§ **Passage given**:
►

Create Some Not-So-Basic Graphs

Gabriella Valdez
10 min readJan 31, 2023

--

Python’s beginner-friendly graphing using Matplotlib and Seaborn

Python is simply my favorite coding language, but there is so much more to learn. One of the major area’s that's not so focused on was data visualizing. Previously, I learned how to create user functions for creating a linear regressions, circles, and regular geometric shapes with user defined functions using Jupiter Lab but wanted to create more interesting graphs. By reviewing a couple of old notes and reading on official sites for Python, I want to share some learned visualizations that are beginner-friendly with helpful descriptions.

So, here are some visuals that are quick to draft and are more appealing than a basic line plot.

Quick Reminder:

There are some functions and methods that are used for both Matplotlib and Seaborn that may be helpful to understand before checking out the examples below, especially if python is new for you or if needing to brush up on. These are the ones used and their descriptions to briefly read:

  1. arange( ) — A function to create an array in chronological order with a specific spacing from one number to another. The numbers can be whole number or in decimal form. Three input values in this function will follow: np.arange(Starting #, Stopping #, Spacing #)

◄

§ **Recorded information**:
►

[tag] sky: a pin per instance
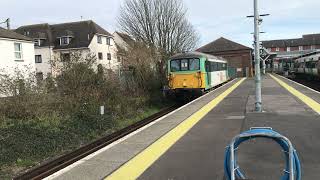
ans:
(211, 18)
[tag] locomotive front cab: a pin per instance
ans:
(185, 74)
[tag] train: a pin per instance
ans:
(194, 73)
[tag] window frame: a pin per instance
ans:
(20, 51)
(109, 56)
(63, 55)
(62, 42)
(288, 49)
(99, 39)
(108, 41)
(100, 57)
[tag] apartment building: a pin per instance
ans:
(57, 42)
(16, 52)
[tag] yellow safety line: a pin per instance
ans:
(137, 165)
(307, 100)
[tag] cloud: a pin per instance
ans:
(211, 18)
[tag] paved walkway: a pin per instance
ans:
(213, 120)
(200, 153)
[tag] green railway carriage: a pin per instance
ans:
(196, 72)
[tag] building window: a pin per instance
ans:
(39, 76)
(313, 47)
(99, 39)
(65, 40)
(18, 51)
(65, 57)
(38, 42)
(100, 56)
(288, 49)
(38, 58)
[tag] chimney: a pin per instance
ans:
(8, 23)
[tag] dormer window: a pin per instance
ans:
(108, 41)
(38, 42)
(65, 40)
(99, 39)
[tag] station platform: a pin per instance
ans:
(190, 142)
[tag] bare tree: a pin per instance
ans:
(161, 24)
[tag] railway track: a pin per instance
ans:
(63, 161)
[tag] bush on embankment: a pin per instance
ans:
(44, 119)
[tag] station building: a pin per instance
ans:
(237, 55)
(287, 50)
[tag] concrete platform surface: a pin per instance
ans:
(199, 153)
(109, 159)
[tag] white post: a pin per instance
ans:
(101, 110)
(258, 103)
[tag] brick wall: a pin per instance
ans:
(241, 60)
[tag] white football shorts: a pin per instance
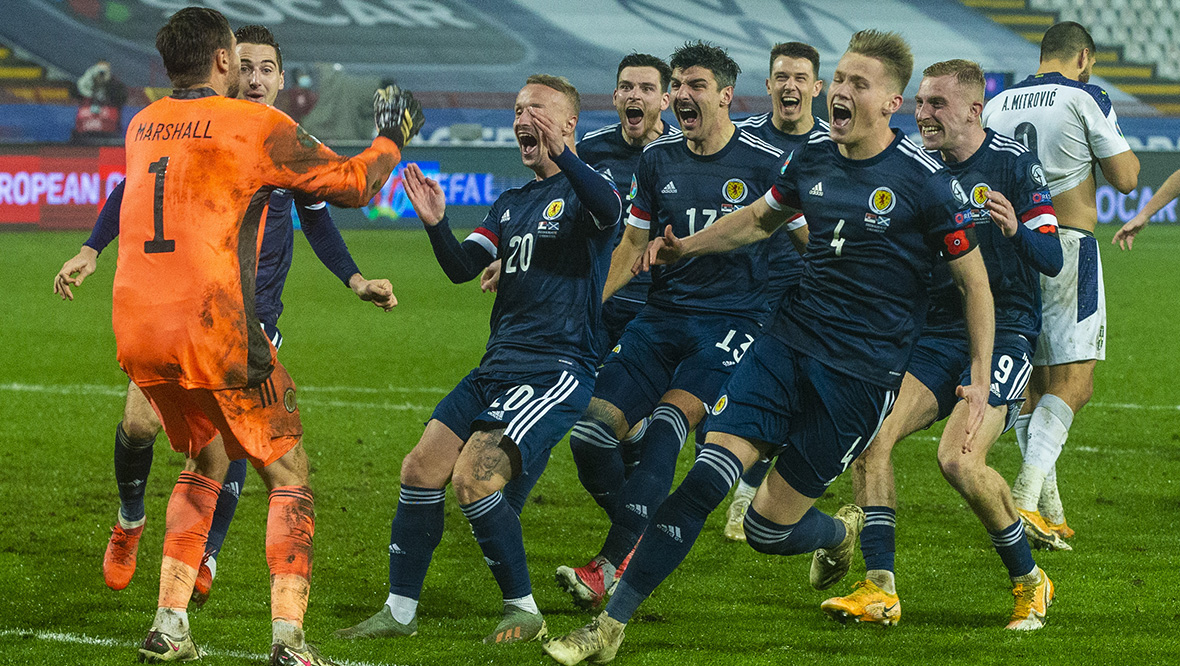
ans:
(1073, 325)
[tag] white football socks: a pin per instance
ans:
(402, 608)
(1022, 432)
(745, 490)
(883, 579)
(1050, 500)
(283, 632)
(1047, 433)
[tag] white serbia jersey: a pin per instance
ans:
(1066, 123)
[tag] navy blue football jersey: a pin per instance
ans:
(877, 227)
(674, 185)
(275, 255)
(555, 258)
(786, 263)
(1007, 167)
(608, 151)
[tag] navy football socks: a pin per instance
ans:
(132, 463)
(878, 540)
(1014, 549)
(600, 463)
(674, 528)
(517, 490)
(415, 533)
(814, 530)
(227, 503)
(497, 529)
(649, 483)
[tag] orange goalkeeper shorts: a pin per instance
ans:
(260, 423)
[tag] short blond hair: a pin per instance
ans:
(968, 73)
(890, 50)
(562, 85)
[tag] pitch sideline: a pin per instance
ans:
(82, 639)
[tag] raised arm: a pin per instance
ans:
(971, 278)
(460, 261)
(300, 162)
(596, 193)
(1121, 170)
(1035, 237)
(623, 260)
(1171, 188)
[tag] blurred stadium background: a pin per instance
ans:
(465, 60)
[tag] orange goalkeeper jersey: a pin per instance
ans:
(200, 172)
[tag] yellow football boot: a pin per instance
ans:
(866, 604)
(1033, 600)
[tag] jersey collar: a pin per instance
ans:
(194, 93)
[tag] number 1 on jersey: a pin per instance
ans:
(158, 243)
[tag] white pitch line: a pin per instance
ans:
(1133, 406)
(122, 391)
(80, 639)
(119, 391)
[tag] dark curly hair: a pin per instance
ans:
(713, 58)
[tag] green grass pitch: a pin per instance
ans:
(368, 380)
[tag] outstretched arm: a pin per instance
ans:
(627, 254)
(106, 228)
(971, 278)
(1126, 236)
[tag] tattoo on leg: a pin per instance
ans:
(490, 458)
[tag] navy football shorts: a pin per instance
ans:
(938, 363)
(536, 410)
(1011, 365)
(815, 419)
(616, 314)
(663, 350)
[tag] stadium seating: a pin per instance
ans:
(23, 80)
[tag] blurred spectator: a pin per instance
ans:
(100, 105)
(301, 98)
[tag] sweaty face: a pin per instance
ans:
(638, 99)
(261, 79)
(696, 100)
(944, 112)
(544, 99)
(1085, 77)
(860, 96)
(792, 85)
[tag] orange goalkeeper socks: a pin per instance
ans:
(190, 511)
(290, 524)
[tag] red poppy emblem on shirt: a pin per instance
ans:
(956, 242)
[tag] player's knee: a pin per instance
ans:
(956, 467)
(876, 458)
(608, 415)
(419, 471)
(470, 488)
(139, 429)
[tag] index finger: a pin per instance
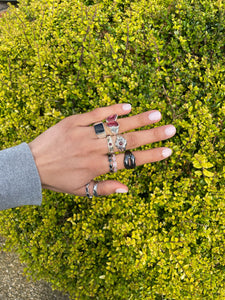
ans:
(101, 113)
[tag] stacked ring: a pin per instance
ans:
(121, 143)
(129, 160)
(112, 163)
(87, 191)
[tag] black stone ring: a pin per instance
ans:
(129, 160)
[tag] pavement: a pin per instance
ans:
(13, 284)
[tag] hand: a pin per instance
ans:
(69, 155)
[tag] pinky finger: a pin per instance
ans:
(103, 188)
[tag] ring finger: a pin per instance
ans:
(141, 158)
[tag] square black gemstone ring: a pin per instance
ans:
(100, 130)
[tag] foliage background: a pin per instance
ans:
(165, 240)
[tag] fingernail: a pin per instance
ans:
(120, 191)
(170, 131)
(126, 107)
(154, 116)
(166, 152)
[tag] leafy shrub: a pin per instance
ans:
(165, 240)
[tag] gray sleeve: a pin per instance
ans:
(19, 179)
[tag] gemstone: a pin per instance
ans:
(99, 128)
(112, 124)
(111, 118)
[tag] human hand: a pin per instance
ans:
(70, 155)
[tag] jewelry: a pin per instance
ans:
(112, 163)
(110, 144)
(87, 190)
(113, 124)
(95, 189)
(100, 130)
(121, 143)
(129, 160)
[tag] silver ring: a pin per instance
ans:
(121, 143)
(95, 193)
(87, 190)
(110, 144)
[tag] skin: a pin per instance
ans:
(69, 155)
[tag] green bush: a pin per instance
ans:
(165, 240)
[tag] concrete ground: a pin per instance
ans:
(13, 285)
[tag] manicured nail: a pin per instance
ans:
(121, 191)
(154, 116)
(126, 107)
(166, 152)
(170, 130)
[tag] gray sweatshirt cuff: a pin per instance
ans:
(19, 179)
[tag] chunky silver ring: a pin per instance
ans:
(87, 190)
(121, 143)
(110, 144)
(95, 193)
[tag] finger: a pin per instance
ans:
(101, 113)
(141, 157)
(104, 188)
(139, 138)
(140, 120)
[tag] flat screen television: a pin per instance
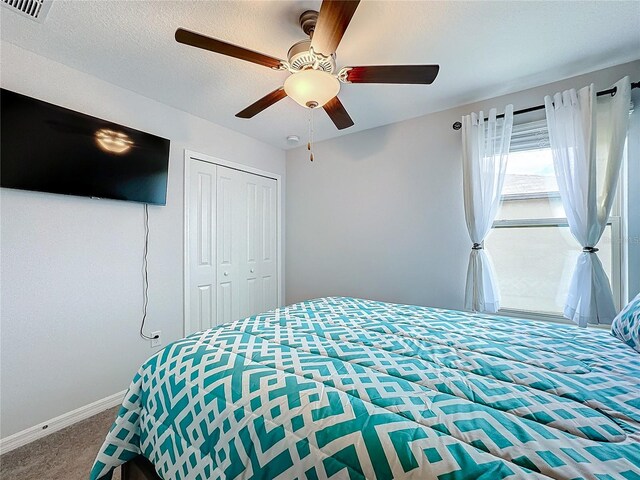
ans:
(47, 148)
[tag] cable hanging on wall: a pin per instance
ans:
(145, 274)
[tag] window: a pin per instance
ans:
(533, 251)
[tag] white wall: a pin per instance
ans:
(379, 214)
(71, 267)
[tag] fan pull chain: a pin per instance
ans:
(310, 142)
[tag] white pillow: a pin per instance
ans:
(626, 325)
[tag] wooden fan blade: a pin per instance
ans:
(407, 74)
(265, 102)
(333, 20)
(207, 43)
(338, 114)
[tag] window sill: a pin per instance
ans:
(544, 317)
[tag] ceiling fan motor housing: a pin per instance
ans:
(300, 58)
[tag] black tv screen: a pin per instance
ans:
(47, 148)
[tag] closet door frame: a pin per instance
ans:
(190, 155)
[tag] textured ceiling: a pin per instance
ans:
(484, 49)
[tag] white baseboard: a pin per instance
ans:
(58, 423)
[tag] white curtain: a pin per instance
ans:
(485, 149)
(587, 140)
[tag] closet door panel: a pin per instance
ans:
(201, 246)
(227, 239)
(268, 243)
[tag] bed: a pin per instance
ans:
(345, 388)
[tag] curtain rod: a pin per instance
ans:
(611, 91)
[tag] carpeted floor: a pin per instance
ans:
(67, 454)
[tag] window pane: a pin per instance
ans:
(534, 265)
(530, 188)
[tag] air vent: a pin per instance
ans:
(34, 9)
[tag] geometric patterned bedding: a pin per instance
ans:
(342, 388)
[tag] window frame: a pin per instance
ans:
(534, 136)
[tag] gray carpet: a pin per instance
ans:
(66, 454)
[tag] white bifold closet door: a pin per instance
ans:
(232, 245)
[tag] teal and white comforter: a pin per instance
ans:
(343, 388)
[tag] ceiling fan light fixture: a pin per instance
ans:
(311, 88)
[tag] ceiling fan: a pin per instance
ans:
(312, 63)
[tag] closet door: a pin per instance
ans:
(267, 246)
(258, 287)
(230, 233)
(232, 245)
(201, 244)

◄

§ **Problems to solve**:
(1) In the Python graphing article, what three input values does np.arange take?
(2) Continue the Python graphing article from the point where it stops.

§ **Answers provided**:
(1) A starting number, a stopping number, and a spacing number.

(2)
  2. axis( ) — A method used to control the shape of the figure with respects on the axes. Inside the method is a stringed “value” and usually looks like: ax.axis(‘value’)
  3. concat( ) — A function used for appending, or merging, Series and DataFrames. An important thing to note is that when axis is set to 0 it combines by row index, and if set to 1 it combines by column. An example of its basic structure: pd.concat( Dataframe, Dataframe, axis= (0 or 1) )
  4. Dictionary — Usually spelled as dict. It is a bit different from a list or a tuple but incredibly helpful in creating graphs and data frames. It can be described as a set of pairs with strings immediately followed by a colon, then by strings, a list, or numerical values. Strings on the left of the colon should be listed once, or it will only print the last one typed. A basic structure example could be: {‘name’: [list], ‘another name’: ‘string’, ‘last name’: (tuple)}
  5. grid( ) — Optional function to add lines in the background of the graph.
  6. legend( ) — A function that displays a side box describing the data being graph. The function can be changed in shape, position, font, color, and frame.
  7. random.normal( ) — For creating random values using the normal distribution. Three inputs in this function will follow: np.random.normal( # to center around (or mean), # of how far the random value can increase or decrease from the center, Size of the array).
  8. subplots( ) — One of the functions needed to graph. It has other purposes such as position of the figure on the graph’s vertical and horizontal axes, frame presence, and several others but for these examples it will be used in default: ax=subplots()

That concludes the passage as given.